▸ **What is needed**
Pull out each line of the listing below that contains the string "foliage". Case matters.
## begin Stored records
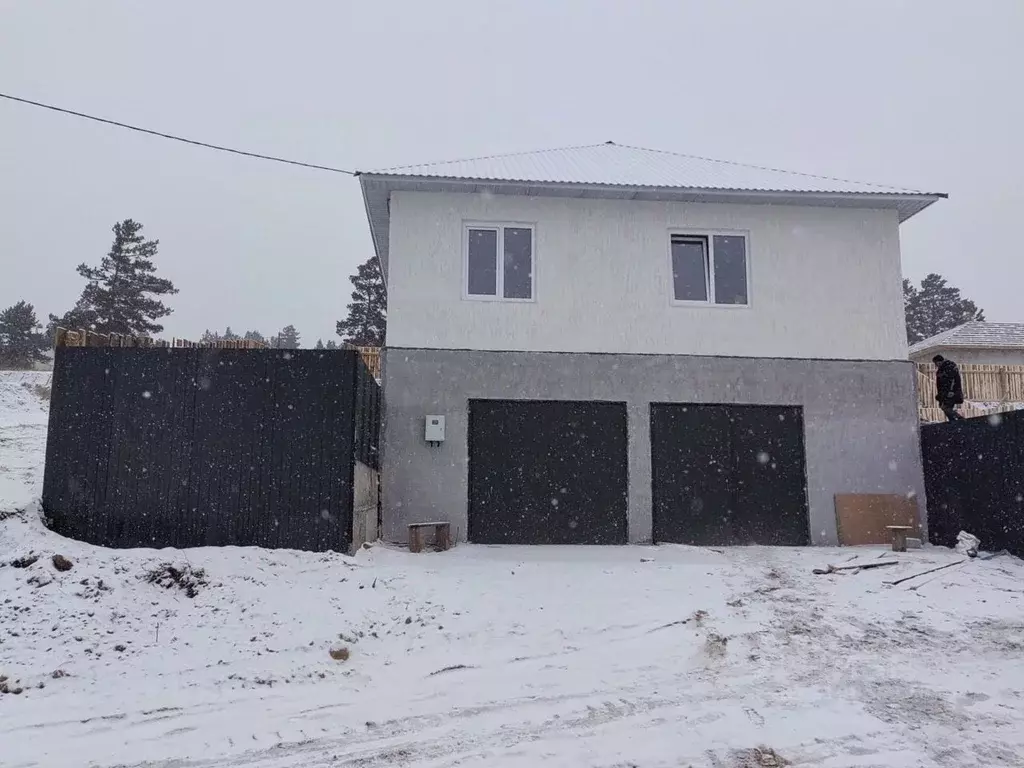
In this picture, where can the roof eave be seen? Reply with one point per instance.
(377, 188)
## end Stored records
## begin Stored records
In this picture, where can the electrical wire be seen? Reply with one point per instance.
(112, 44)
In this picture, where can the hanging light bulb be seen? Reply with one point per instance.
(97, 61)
## end Stored records
## begin Stored records
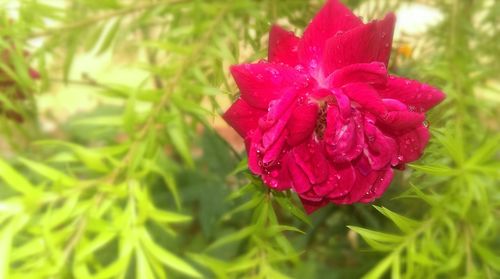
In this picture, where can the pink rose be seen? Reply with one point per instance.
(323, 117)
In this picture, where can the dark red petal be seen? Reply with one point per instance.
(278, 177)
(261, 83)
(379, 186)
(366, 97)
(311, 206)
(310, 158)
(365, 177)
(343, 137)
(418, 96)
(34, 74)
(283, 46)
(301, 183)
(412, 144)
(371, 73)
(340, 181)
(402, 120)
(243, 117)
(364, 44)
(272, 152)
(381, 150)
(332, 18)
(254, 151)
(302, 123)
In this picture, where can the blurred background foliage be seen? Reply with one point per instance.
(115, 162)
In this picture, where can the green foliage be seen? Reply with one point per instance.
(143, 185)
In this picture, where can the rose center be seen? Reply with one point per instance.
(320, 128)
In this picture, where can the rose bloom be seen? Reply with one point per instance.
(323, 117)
## end Stored records
▸ **Response**
In this picture, where can the blurred background foliage be seen? Reply with one point per instance.
In this picture, where can the green foliage be seen? Reply with one point per instance.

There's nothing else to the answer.